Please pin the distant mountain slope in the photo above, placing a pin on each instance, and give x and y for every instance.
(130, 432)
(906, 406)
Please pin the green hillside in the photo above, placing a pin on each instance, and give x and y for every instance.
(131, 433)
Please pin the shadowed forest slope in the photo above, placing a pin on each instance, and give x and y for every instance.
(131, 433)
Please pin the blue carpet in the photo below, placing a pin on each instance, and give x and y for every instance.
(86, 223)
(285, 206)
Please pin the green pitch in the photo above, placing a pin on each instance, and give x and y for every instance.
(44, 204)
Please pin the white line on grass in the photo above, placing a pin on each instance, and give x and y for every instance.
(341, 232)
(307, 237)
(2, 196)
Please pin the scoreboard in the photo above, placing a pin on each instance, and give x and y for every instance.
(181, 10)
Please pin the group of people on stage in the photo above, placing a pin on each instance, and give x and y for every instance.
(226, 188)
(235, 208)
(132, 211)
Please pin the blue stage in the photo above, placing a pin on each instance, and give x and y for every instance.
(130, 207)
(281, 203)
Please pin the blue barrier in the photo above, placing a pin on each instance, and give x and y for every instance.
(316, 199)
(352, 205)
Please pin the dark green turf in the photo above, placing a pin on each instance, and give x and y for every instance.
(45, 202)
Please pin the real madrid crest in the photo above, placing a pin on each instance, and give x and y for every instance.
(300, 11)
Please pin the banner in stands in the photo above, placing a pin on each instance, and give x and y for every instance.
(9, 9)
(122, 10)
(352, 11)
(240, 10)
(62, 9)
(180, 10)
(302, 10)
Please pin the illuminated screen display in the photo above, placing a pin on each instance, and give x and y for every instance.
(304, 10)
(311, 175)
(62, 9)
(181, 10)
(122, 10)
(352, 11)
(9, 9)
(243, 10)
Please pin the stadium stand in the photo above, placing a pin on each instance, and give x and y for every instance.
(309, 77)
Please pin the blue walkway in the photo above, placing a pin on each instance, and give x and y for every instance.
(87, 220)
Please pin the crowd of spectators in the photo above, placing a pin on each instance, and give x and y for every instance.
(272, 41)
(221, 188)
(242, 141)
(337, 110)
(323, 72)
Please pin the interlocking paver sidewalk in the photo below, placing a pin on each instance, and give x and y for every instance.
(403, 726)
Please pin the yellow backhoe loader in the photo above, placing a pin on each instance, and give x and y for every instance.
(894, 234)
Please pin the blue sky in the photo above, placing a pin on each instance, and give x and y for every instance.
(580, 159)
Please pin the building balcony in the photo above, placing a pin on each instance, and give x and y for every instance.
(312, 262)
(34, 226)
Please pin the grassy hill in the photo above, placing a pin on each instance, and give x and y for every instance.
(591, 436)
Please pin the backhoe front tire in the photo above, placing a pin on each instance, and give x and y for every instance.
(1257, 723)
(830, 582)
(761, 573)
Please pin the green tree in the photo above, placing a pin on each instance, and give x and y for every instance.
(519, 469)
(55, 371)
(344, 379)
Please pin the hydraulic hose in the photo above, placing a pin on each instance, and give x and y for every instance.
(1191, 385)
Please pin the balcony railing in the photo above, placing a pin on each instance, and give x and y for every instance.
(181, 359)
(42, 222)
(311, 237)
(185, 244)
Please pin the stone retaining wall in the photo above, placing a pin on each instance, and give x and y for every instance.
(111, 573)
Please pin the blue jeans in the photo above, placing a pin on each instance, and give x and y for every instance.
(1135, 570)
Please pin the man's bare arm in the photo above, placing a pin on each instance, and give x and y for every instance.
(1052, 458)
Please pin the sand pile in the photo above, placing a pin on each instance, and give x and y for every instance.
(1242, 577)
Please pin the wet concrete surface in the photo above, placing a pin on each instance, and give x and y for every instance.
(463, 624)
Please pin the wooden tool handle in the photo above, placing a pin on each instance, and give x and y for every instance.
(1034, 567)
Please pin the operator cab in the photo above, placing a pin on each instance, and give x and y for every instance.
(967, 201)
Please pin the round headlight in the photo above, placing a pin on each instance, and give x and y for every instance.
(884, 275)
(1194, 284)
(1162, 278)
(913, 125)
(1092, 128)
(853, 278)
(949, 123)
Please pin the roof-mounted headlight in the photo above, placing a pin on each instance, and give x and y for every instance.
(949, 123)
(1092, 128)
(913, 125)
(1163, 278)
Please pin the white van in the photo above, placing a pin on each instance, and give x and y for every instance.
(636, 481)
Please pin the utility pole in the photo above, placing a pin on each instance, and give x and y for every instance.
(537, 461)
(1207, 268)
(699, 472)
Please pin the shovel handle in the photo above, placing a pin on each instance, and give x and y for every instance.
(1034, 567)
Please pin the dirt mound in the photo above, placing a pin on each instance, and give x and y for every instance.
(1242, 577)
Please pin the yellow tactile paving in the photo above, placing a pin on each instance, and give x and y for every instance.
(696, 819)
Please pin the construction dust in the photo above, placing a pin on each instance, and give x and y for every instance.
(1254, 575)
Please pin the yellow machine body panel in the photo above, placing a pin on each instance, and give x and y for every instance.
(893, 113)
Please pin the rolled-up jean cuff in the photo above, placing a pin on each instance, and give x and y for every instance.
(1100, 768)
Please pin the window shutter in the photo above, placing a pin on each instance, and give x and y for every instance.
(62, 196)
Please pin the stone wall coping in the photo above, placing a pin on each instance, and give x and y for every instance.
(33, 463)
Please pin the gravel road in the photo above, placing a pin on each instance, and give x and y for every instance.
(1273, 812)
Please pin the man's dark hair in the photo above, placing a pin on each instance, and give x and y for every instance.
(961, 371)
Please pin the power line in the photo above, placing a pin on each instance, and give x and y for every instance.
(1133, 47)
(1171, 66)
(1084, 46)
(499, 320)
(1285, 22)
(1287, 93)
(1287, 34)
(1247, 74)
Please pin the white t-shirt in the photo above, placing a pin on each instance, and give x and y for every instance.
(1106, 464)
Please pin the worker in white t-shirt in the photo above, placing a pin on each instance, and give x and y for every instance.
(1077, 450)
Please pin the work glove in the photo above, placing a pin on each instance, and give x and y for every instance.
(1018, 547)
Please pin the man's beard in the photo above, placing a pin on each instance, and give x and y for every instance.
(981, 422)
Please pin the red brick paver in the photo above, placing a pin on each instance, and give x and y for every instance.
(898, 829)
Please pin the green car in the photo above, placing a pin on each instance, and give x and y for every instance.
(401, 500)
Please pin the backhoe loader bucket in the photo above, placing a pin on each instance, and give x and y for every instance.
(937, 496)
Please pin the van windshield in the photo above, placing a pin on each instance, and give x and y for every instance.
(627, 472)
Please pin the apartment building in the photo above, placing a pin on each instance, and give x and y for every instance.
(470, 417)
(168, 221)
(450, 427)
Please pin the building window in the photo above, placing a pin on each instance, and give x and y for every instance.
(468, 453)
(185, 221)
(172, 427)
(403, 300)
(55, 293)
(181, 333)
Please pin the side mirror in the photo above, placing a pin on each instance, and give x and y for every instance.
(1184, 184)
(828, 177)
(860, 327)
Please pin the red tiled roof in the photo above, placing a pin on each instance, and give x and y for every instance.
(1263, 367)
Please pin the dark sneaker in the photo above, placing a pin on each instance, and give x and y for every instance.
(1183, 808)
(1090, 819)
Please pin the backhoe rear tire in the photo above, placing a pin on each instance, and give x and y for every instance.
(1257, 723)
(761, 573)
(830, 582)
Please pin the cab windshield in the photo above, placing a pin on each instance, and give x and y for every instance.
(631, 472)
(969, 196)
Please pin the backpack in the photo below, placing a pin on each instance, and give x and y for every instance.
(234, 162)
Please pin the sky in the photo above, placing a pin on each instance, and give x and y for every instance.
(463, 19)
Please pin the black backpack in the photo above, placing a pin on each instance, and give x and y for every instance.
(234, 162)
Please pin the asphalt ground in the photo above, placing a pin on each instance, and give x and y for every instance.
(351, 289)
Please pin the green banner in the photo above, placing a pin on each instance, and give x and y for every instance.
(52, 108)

> [Task prompt]
Transcribe each line of the listing above precisely as it appears.

> [Task output]
Please pin the distant mountain slope in the photo above, placing a pin on each instance, and give x and y for every instance.
(130, 432)
(906, 406)
Please pin the green hillside in the photo above, placing a pin on each instance, and give x and y for every instance.
(131, 433)
Please pin the shadowed forest slope in the photo above, placing a pin on each instance, and give x and y for every instance.
(131, 433)
Please pin the blue carpet in the photo below, placing a pin on each instance, and give x and y for every instance.
(86, 223)
(285, 206)
Please pin the green pitch in the photo above, placing a pin on each instance, and give x and y for every instance.
(44, 204)
Please pin the white line on grass in the photo above, placing a pin on each instance, and give x and y for every instance.
(341, 232)
(307, 237)
(2, 196)
Please pin the scoreboard in the photo above, placing a pin on each instance, and give x and y for every instance.
(181, 10)
Please pin the group of people on stage in the photo above, placing a pin on each instance, and give x and y for every instance.
(226, 188)
(235, 208)
(132, 211)
Please pin the blue stage in the photo above, placing a pin on each instance, and give x and y for every instance.
(130, 207)
(281, 203)
Please pin the blue barrier in the photo above, placing a pin on each instance, and give x and y for every instance.
(316, 199)
(352, 205)
Please pin the dark green turf in the photo above, placing a pin on each instance, and give x and y for every instance.
(45, 202)
Please pin the real madrid crest in the photo above, placing a pin on each instance, and give x and y for every instance.
(300, 11)
Please pin the banner in stands in the photo above, placing a pin on each instance, and give x and y for every instance.
(9, 9)
(122, 10)
(352, 11)
(240, 10)
(62, 9)
(180, 10)
(302, 10)
Please pin the illuminated screen display in the photo above, placing a pin on each instance, and give x and y for every instance.
(304, 10)
(311, 175)
(62, 9)
(181, 10)
(122, 10)
(352, 11)
(9, 9)
(243, 10)
Please pin the stadium stand in the photo above, placing a pin on each instance, and give x and y for every instance.
(309, 77)
Please pin the blue walkway in the photo above, placing a pin on each instance, and give x and y for every instance.
(87, 220)
Please pin the crowd of spectators in the photo above, placing a pin on each instance, and give x and y for every instance.
(272, 41)
(221, 188)
(242, 141)
(337, 110)
(323, 72)
Please pin the interlocking paver sidewalk in the photo below, placing a pin on each instance, and give x and y for every instance.
(403, 726)
Please pin the yellow backhoe loader in the photo above, placing a pin on each instance, and give x and y for every instance.
(894, 234)
Please pin the blue sky in the photo above, placing a pin on each instance, and give x and y for every instance.
(580, 159)
Please pin the building balcony in the photo above, placing a pin on each instance, and give x and y for every instance.
(312, 262)
(34, 226)
Please pin the grassy hill in the photo above, placing a pin on each instance, and give x and y for every instance.
(591, 436)
Please pin the backhoe front tire in the photo above, placing a pin on each instance, and give x and y for every instance.
(1257, 723)
(830, 582)
(761, 573)
Please pin the green tree in the photo above, placing a pin on each instance, and give x and y for every instance.
(519, 469)
(55, 371)
(344, 379)
Please pin the hydraulic hose in the photo above, placing a pin on each instance, and give x and y for every instance.
(1191, 385)
Please pin the balcony railing in the photo above, placing a pin on each instance, and give x and y for every instance.
(181, 359)
(42, 222)
(311, 237)
(185, 244)
Please pin the stone retaining wall in the photo above, placing a pin on each instance, and give x and y for every instance.
(111, 573)
Please pin the blue jeans in the photo above, placing a pin on each instance, and give x and y for every instance.
(1135, 570)
Please pin the man's bare arm in the photo above, placing a pin on each instance, and give x and y for every instance.
(1052, 458)
Please pin the sand pile in the photo above, placing a pin on each instance, and give x and y for every instance.
(1242, 577)
Please pin the wet concrete surface in the photo above, placing a pin on each instance, and give x and y for every instance.
(463, 624)
Please pin the wooden tool handle in the photo above, placing a pin on each instance, and give x and y for every instance.
(1034, 567)
Please pin the operator cab in the photo above, placing a pin on each instance, and give x and y for every instance.
(967, 201)
Please pin the round headlight in the photo above, placing a pin on each instance, and give x and y for every instance.
(884, 275)
(1194, 284)
(1162, 278)
(913, 125)
(1092, 128)
(853, 278)
(949, 123)
Please pin the roof-mounted headlight in the photo above, placing a pin on each instance, and give x and y for every instance.
(949, 123)
(1092, 128)
(913, 125)
(1163, 278)
Please pin the white van in the photo above, placing a pin on each instance, and give x and y for every instance.
(636, 481)
Please pin the utility pole in the photo above, placing a pin on each instance, and give x and y for every instance.
(537, 461)
(1207, 268)
(699, 472)
Please pin the shovel handle in the photo above, placing a pin on each instance, and give x and y for every instance.
(1034, 567)
Please pin the dirt mound in the photo above, placing a pin on each instance, and give x and y for every instance.
(1242, 577)
Please pin the yellow tactile paving in the photo above, placing a pin on each instance, and give x and y for every instance.
(696, 819)
Please pin the construction dust in the photo above, placing a pin on each instance, and give x and y for every instance.
(1254, 575)
Please pin the yellow machine body panel in the photo above, placing a pin on each instance, and give x and y for every instance.
(893, 113)
Please pin the rolled-up jean cuff in the photo above, placing a pin on each instance, and give x and y for every instance.
(1100, 768)
Please pin the window shutter in the photo above, placing a pin on each instance, and give x and y for every instance.
(62, 196)
Please pin the stone wall coping in the photo above, placing a pin on each instance, and give x and y for every instance.
(33, 463)
Please pin the gravel road in the photo above, placing a pin on each instance, and give x and y for every instance.
(1273, 812)
Please pin the man's dark hair in the photo above, placing a pin on each instance, and give x and y for every instance.
(961, 371)
Please pin the power line in the photo above, placing a pin on each instance, and give x and y for every instance.
(1133, 47)
(1171, 66)
(1084, 46)
(499, 320)
(1285, 22)
(1287, 93)
(1287, 34)
(1247, 74)
Please pin the white t-shirt in the photo above, placing a pin on each instance, and give x and y for every instance.
(1106, 464)
Please pin the worker in white t-shirt in the photo above, placing a pin on each instance, and give x and y for every instance.
(1077, 450)
Please pin the work glove in the photo above, placing a pin on each instance, and give x and y for every instance.
(1018, 547)
Please pin the man's beard in the photo above, placing a pin on each instance, and give x and y for every instance.
(981, 422)
Please pin the red brick paver in the photo above, placing a pin on each instance, and give x and y for every instance.
(898, 829)
Please pin the green car in the photo above, placing a pin on each instance, and give x and y for every instance.
(401, 500)
Please pin the backhoe loader bucket in the photo above, placing a pin on each instance, and give x and y for every instance.
(937, 496)
Please pin the van windshield in the photo above, placing a pin on each instance, and give x and y for every instance.
(627, 472)
Please pin the apartment building in the photo above, placing a pin on each instance, and give x and y for every instance.
(470, 417)
(168, 221)
(450, 427)
Please pin the building window in the photo above, placing a pin on each instance, and give x and y for every instance.
(468, 453)
(185, 221)
(172, 427)
(403, 300)
(55, 293)
(181, 333)
Please pin the side mirror in the photo above, placing a pin on each instance, and give x and y for every instance.
(1184, 184)
(828, 177)
(860, 327)
Please pin the red tiled roof in the photo above, placing a pin on each instance, and give x and y for every instance.
(1263, 367)
Please pin the dark sneaker in the photo above, placing a pin on each instance, and give x and y for every instance.
(1183, 808)
(1090, 819)
Please pin the backhoe rear tire in the photo above, placing a pin on each instance, and give x and y for every instance.
(1257, 723)
(761, 573)
(830, 582)
Please pin the cab windshield in the photo above, placing a pin on each instance, and give x and y for every instance.
(631, 472)
(969, 196)
Please pin the backpack in the photo below, placing a pin on each instance, and give x and y for every instance.
(234, 162)
Please pin the sky in the photo above, placing a pin on each instance, and give x and y for every instance.
(463, 19)
Please pin the black backpack in the photo above, placing a pin on each instance, and give x and y for every instance.
(234, 162)
Please pin the asphalt ground in the photo above, placing a pin on each instance, and give x and y for every instance.
(351, 289)
Please pin the green banner in the photo above, placing a pin on each instance, and give x and y for every instance.
(52, 108)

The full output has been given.